• Text extract:
◆ ◆ ◆ ◆

Re: Simple FAST lazy functional primes

by Sjoerd Visscher-2 :: Rate this Message:

Reply to Author | View Threaded | Show Only this Message

Excuse me, 2 doesn't have to be in the list of smaller primes, as  
we're only generating odd numbers:

primes = 2 : 3 : 5 : 7 : sieve [3] (drop 2 primes)
sieve qs@(q:_) (p:ps)
        = [x | x<-[q*q+2,q*q+4..p*p-2], and [(x`rem`p)/=0 | p<-qs]]
          ++ sieve (p:qs) ps

Sjoerd

On Nov 2, 2009, at 2:07 PM, Sjoerd Visscher wrote:

> You can remove the "take k" step by passing along the list of primes  
> smaller than p instead of k:
>
> primes = 2 : 3 : 5 : 7 : sieve [3, 2] (drop 2 primes)
> sieve qs@(q:_) (p:ps)
>        = [x | x<-[q*q+2,q*q+4..p*p-2], and [(x`rem`p)/=0 | p<-qs]]
>          ++ sieve (p:qs) ps
>
> I also removed the "x" parameter by generating it from the previous  
> prime. But this also means you have to start at p=5 and q=3, because  
> you want q*q+2 to be odd.
>
> Sjoerd
>
> On Nov 2, 2009, at 8:41 AM, Will Ness wrote:
>
>>
>> First, here it is:
>>
>> primes   = 2: 3: sieve 0 primes' 5
>> primes'  = tail primes
>> sieve k (p:ps) x
>>        = [x | x<-[x,x+2..p*p-2], and [(x`rem`p)/=0 | p<-take k  
>> primes']]
>>          ++ sieve (k+1) ps (p*p+2)
>>
>> (thanks to Leon P.Smith for his brilliant idea of directly generating
>> the spans of odds instead of calling 'span' on the infinite odds  
>> list).
>>
>> This code is faster than PriorityQueue-based sieve (granted, using  
>> my own
>> ad-hoc implementation, so YMMV) in producing the first million primes
>> (testing  was done running the ghc -O3 compiled code inside GHCi).
>> The relative performance vs the PQ-version is:
>>
>> 100,000   300,000   1,000,000  primes produced
>>  0.6       0.75      0.97
>>
>> I've recently came to the Melissa O'Neill's article (I know, I  
>> know) and
>> she makes the incredible claim there that the square-of-prime  
>> optimization
>> doesn't count if we want to improve the old and "lazy"
>>
>> uprimes = 2: sieve [3,5..] where
>> sieve (p:xs) = p : sieve [x | x <- xs, x `mod` p > 0]
>>
>> Her article gave me the strong impression that she claims that the  
>> only way
>> to fix this code is by using Priority Queue based optimization, and  
>> then
>> goes on to present astronomical gains in speed by implementing it.

◆ ◆ ◆ ◆

• Challenges:
A: In the primes thread, whom does Will Ness thank for the idea of directly generating the spans of odds?
B: Echo the primes thread word for word, starting at "On Nov 2, 2009, at 2:07" and ending at "2] (drop 2 primes)".

• Data records:
◆ ◆ ◆ ◆

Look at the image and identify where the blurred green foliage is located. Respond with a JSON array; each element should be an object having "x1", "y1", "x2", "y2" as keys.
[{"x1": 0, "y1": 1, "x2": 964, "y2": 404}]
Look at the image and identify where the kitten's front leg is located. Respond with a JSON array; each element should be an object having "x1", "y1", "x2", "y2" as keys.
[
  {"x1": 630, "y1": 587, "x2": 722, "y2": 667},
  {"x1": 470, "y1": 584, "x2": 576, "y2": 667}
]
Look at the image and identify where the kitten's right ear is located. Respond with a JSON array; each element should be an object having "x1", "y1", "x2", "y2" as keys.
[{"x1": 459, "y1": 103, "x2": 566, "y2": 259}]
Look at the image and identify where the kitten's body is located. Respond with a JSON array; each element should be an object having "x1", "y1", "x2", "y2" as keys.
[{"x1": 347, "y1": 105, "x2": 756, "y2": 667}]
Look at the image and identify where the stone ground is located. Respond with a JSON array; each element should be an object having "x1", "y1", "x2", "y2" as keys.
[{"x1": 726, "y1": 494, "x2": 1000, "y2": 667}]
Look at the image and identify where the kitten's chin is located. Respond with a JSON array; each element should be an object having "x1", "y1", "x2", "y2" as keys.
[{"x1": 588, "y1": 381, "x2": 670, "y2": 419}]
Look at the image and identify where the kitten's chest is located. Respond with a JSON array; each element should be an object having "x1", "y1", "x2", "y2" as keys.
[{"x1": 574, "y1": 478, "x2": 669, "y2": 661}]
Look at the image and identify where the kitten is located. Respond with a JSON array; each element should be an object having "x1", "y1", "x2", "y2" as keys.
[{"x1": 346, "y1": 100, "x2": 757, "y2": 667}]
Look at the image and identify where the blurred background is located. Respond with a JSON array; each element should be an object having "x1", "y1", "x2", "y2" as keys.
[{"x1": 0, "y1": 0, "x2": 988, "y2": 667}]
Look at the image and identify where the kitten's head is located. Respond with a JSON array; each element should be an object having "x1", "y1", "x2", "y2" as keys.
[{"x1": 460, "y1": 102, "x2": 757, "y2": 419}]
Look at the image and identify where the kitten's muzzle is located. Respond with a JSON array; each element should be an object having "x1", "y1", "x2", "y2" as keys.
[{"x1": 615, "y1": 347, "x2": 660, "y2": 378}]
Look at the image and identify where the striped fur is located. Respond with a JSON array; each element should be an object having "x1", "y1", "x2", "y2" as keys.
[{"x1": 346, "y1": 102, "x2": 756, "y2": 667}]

◆ ◆ ◆ ◆

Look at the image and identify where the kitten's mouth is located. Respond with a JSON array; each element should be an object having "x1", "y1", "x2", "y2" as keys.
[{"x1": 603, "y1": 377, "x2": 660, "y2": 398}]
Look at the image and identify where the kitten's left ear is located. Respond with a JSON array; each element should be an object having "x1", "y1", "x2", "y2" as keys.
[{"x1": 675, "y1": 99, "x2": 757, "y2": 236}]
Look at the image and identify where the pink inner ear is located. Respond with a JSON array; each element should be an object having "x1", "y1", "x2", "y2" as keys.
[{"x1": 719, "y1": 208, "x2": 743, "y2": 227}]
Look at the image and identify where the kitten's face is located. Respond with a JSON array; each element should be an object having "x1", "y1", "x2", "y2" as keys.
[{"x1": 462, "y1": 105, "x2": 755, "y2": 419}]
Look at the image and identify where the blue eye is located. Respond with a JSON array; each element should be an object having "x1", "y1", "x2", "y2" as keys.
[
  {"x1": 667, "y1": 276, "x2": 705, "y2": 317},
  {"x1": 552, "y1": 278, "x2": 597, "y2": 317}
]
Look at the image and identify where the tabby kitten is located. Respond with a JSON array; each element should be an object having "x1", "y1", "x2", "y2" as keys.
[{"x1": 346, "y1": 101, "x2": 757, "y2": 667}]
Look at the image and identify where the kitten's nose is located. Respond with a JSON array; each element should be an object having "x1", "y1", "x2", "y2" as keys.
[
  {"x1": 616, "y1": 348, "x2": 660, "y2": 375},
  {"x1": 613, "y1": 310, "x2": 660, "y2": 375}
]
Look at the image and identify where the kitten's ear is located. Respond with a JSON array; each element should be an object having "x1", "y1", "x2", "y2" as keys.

◆ ◆ ◆ ◆

• Solutions by task:
A: Leon P. Smith

B:
On Nov 2, 2009, at 2:07 PM, Sjoerd Visscher wrote:

> You can remove the "take k" step by passing along the list of primes  
> smaller than p instead of k:
>
> primes = 2 : 3 : 5 : 7 : sieve [3, 2] (drop 2 primes)